▸ WHAT YOU ARE ASKED TO DO
Could you write out the records as a numbered list, beginning at the first line and stopping after the line that contains "left=187, top=93, right=434, bottom=267"? Skip blank lines and leave the pictures out.

▸ DATA TO USE

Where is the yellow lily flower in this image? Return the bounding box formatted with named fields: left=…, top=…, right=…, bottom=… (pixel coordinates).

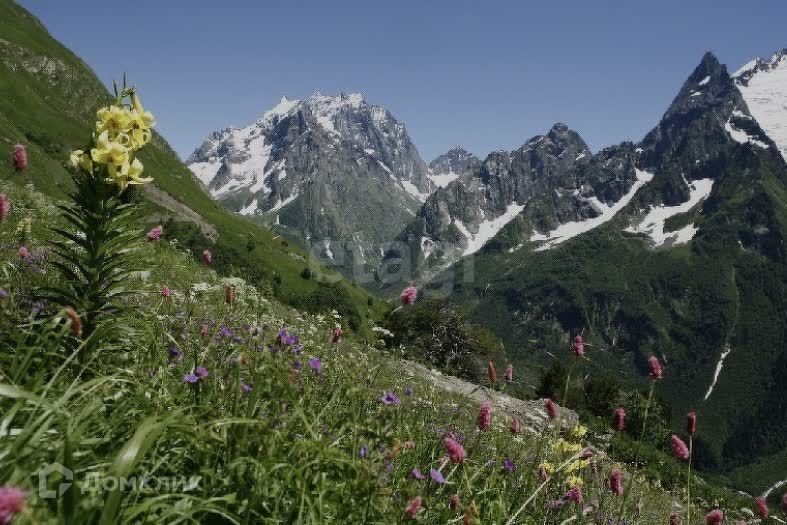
left=566, top=476, right=584, bottom=487
left=90, top=131, right=128, bottom=167
left=109, top=159, right=153, bottom=191
left=126, top=159, right=153, bottom=184
left=131, top=118, right=153, bottom=150
left=96, top=106, right=132, bottom=137
left=68, top=149, right=93, bottom=173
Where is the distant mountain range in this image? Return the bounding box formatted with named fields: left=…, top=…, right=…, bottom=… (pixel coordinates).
left=188, top=51, right=787, bottom=492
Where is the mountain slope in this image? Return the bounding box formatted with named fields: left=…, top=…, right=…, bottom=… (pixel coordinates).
left=0, top=0, right=384, bottom=328
left=187, top=93, right=434, bottom=276
left=733, top=49, right=787, bottom=163
left=427, top=50, right=787, bottom=491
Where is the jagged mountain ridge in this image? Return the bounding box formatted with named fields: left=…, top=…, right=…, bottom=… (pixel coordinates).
left=425, top=54, right=787, bottom=492
left=381, top=53, right=787, bottom=281
left=187, top=93, right=434, bottom=267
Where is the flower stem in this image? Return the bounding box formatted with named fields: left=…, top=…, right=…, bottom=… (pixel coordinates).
left=686, top=434, right=694, bottom=524
left=615, top=381, right=656, bottom=523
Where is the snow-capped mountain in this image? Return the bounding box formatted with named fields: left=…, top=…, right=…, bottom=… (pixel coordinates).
left=383, top=123, right=641, bottom=279
left=732, top=49, right=787, bottom=164
left=422, top=53, right=787, bottom=491
left=187, top=93, right=435, bottom=265
left=383, top=53, right=787, bottom=278
left=429, top=146, right=481, bottom=188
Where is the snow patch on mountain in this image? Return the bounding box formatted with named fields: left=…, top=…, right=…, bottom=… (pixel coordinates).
left=238, top=199, right=259, bottom=215
left=724, top=115, right=768, bottom=149
left=626, top=179, right=714, bottom=246
left=728, top=50, right=787, bottom=160
left=530, top=169, right=653, bottom=252
left=454, top=202, right=525, bottom=256
left=704, top=346, right=732, bottom=401
left=189, top=157, right=221, bottom=186
left=268, top=193, right=298, bottom=212
left=400, top=181, right=429, bottom=202
left=262, top=97, right=300, bottom=119
left=427, top=171, right=459, bottom=188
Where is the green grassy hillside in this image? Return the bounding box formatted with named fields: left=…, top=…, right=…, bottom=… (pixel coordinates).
left=0, top=0, right=386, bottom=336
left=0, top=171, right=750, bottom=525
left=438, top=142, right=787, bottom=491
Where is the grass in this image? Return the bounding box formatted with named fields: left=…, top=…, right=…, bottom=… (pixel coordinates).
left=0, top=0, right=388, bottom=334
left=0, top=171, right=768, bottom=523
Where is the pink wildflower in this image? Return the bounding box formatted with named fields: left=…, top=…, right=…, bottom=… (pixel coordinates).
left=686, top=410, right=697, bottom=435
left=486, top=361, right=497, bottom=385
left=331, top=324, right=344, bottom=344
left=443, top=436, right=467, bottom=463
left=0, top=193, right=11, bottom=221
left=754, top=498, right=770, bottom=519
left=648, top=355, right=663, bottom=380
left=671, top=434, right=689, bottom=461
left=705, top=509, right=724, bottom=525
left=0, top=486, right=27, bottom=525
left=13, top=144, right=27, bottom=171
left=510, top=417, right=522, bottom=436
left=571, top=334, right=585, bottom=357
left=63, top=306, right=82, bottom=339
left=563, top=486, right=584, bottom=505
left=538, top=465, right=549, bottom=481
left=609, top=468, right=623, bottom=496
left=399, top=286, right=418, bottom=306
left=478, top=403, right=492, bottom=431
left=612, top=407, right=626, bottom=431
left=544, top=399, right=557, bottom=419
left=503, top=363, right=514, bottom=383
left=404, top=496, right=423, bottom=518
left=148, top=224, right=164, bottom=241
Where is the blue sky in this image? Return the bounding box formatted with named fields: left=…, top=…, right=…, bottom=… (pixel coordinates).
left=21, top=0, right=787, bottom=161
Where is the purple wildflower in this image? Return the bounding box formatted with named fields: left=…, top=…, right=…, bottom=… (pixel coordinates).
left=380, top=392, right=402, bottom=405
left=169, top=345, right=183, bottom=363
left=429, top=469, right=445, bottom=485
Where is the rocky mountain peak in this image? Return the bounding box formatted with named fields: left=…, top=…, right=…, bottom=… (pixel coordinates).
left=732, top=49, right=787, bottom=161
left=429, top=146, right=481, bottom=188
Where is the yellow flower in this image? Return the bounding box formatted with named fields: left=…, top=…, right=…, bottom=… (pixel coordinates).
left=130, top=117, right=153, bottom=149
left=109, top=159, right=153, bottom=191
left=68, top=149, right=93, bottom=172
left=552, top=438, right=582, bottom=454
left=96, top=106, right=133, bottom=138
left=566, top=476, right=583, bottom=487
left=90, top=131, right=128, bottom=169
left=566, top=459, right=590, bottom=474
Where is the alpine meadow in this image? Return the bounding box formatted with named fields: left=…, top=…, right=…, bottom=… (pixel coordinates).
left=0, top=0, right=787, bottom=525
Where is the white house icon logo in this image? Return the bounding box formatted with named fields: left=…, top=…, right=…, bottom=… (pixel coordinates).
left=38, top=463, right=74, bottom=499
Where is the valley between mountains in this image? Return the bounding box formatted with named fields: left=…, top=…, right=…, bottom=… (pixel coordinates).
left=187, top=51, right=787, bottom=492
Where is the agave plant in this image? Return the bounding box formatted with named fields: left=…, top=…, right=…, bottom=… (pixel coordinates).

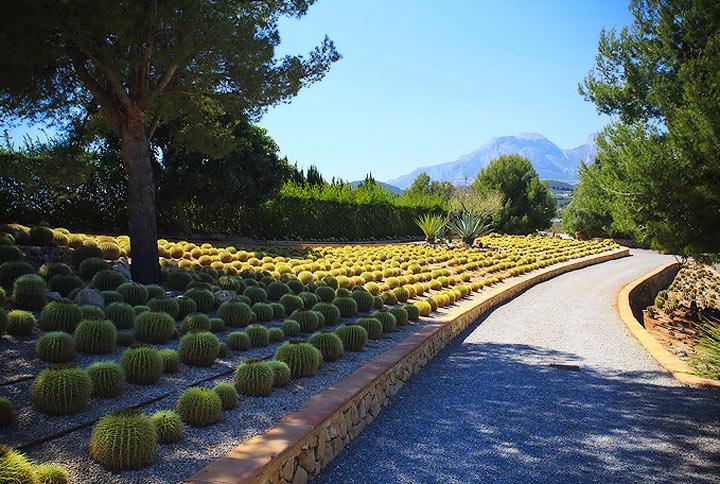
left=448, top=212, right=491, bottom=245
left=415, top=213, right=445, bottom=242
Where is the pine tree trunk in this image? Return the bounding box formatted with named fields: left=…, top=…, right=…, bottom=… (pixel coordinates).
left=121, top=114, right=160, bottom=284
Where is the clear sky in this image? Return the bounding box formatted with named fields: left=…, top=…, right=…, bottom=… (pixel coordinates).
left=261, top=0, right=631, bottom=180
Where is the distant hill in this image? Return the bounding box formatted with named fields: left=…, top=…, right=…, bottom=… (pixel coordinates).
left=350, top=180, right=404, bottom=195
left=387, top=133, right=597, bottom=189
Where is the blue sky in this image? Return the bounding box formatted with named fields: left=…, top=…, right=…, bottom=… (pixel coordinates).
left=261, top=0, right=631, bottom=180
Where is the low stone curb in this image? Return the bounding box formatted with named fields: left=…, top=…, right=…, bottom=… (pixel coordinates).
left=186, top=247, right=629, bottom=484
left=615, top=262, right=720, bottom=388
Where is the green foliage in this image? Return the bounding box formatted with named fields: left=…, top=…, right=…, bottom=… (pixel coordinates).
left=472, top=155, right=557, bottom=234
left=88, top=410, right=158, bottom=471
left=39, top=301, right=82, bottom=333
left=150, top=410, right=182, bottom=444
left=217, top=301, right=255, bottom=328
left=75, top=319, right=117, bottom=355
left=175, top=387, right=223, bottom=425
left=275, top=341, right=323, bottom=378
left=13, top=274, right=47, bottom=310
left=85, top=361, right=125, bottom=398
left=225, top=331, right=252, bottom=351
left=120, top=346, right=165, bottom=385
left=30, top=368, right=93, bottom=415
left=234, top=360, right=275, bottom=397
left=105, top=302, right=135, bottom=329
left=0, top=445, right=38, bottom=484
left=335, top=324, right=368, bottom=351
left=265, top=360, right=291, bottom=388
left=355, top=318, right=383, bottom=339
left=35, top=331, right=75, bottom=363
left=178, top=331, right=220, bottom=366
left=308, top=331, right=344, bottom=361
left=5, top=309, right=36, bottom=336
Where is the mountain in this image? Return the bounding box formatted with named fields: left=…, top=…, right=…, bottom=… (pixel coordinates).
left=388, top=133, right=597, bottom=189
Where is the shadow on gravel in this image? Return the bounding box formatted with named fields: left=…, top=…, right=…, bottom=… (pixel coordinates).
left=317, top=325, right=720, bottom=483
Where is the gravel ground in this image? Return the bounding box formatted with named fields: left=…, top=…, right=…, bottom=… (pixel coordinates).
left=317, top=250, right=720, bottom=483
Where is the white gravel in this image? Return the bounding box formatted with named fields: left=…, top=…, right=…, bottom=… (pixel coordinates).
left=318, top=250, right=720, bottom=483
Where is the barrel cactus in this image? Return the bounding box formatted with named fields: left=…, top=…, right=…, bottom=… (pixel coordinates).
left=275, top=340, right=322, bottom=378
left=335, top=324, right=368, bottom=351
left=213, top=383, right=237, bottom=410
left=85, top=361, right=125, bottom=398
left=178, top=331, right=220, bottom=366
left=150, top=410, right=182, bottom=444
left=30, top=368, right=92, bottom=415
left=88, top=410, right=158, bottom=471
left=175, top=387, right=223, bottom=425
left=234, top=360, right=275, bottom=397
left=38, top=301, right=82, bottom=333
left=35, top=331, right=75, bottom=363
left=355, top=318, right=383, bottom=339
left=105, top=302, right=135, bottom=329
left=75, top=319, right=117, bottom=355
left=120, top=346, right=164, bottom=385
left=308, top=331, right=344, bottom=361
left=13, top=274, right=47, bottom=310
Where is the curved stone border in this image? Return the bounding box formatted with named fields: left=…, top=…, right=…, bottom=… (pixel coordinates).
left=615, top=262, right=720, bottom=388
left=186, top=247, right=629, bottom=484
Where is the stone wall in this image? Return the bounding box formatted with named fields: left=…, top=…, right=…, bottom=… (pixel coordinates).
left=186, top=248, right=629, bottom=484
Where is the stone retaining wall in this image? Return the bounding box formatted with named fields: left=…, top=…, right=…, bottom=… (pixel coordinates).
left=187, top=248, right=629, bottom=484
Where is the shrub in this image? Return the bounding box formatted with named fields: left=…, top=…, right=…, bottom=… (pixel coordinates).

▸ WRITTEN ANSWER
1. Where is the yellow lily flower in this image? Return the bounding box formatted with named fields: left=…, top=…, right=…, bottom=… (pixel coordinates).
2. left=566, top=476, right=584, bottom=487
3. left=90, top=131, right=128, bottom=167
4. left=109, top=159, right=153, bottom=191
5. left=126, top=159, right=153, bottom=184
6. left=131, top=118, right=153, bottom=150
7. left=96, top=106, right=132, bottom=137
8. left=68, top=149, right=93, bottom=173
9. Where is the distant mountain range in this image? Return the bounding box formatted with named fields: left=…, top=…, right=…, bottom=… (pixel coordinates).
10. left=188, top=51, right=787, bottom=492
11. Where is the mountain slope in this image? Return the bounding box formatted with named fields: left=…, top=…, right=…, bottom=… (pixel coordinates).
12. left=0, top=0, right=384, bottom=328
13. left=187, top=93, right=434, bottom=276
14. left=733, top=49, right=787, bottom=163
15. left=427, top=50, right=787, bottom=491
16. Where is the jagged mountain ridge in this image? Return the bounding box formatted with named fields: left=…, top=…, right=…, bottom=… (pixel coordinates).
17. left=425, top=54, right=787, bottom=492
18. left=381, top=53, right=787, bottom=281
19. left=187, top=93, right=434, bottom=267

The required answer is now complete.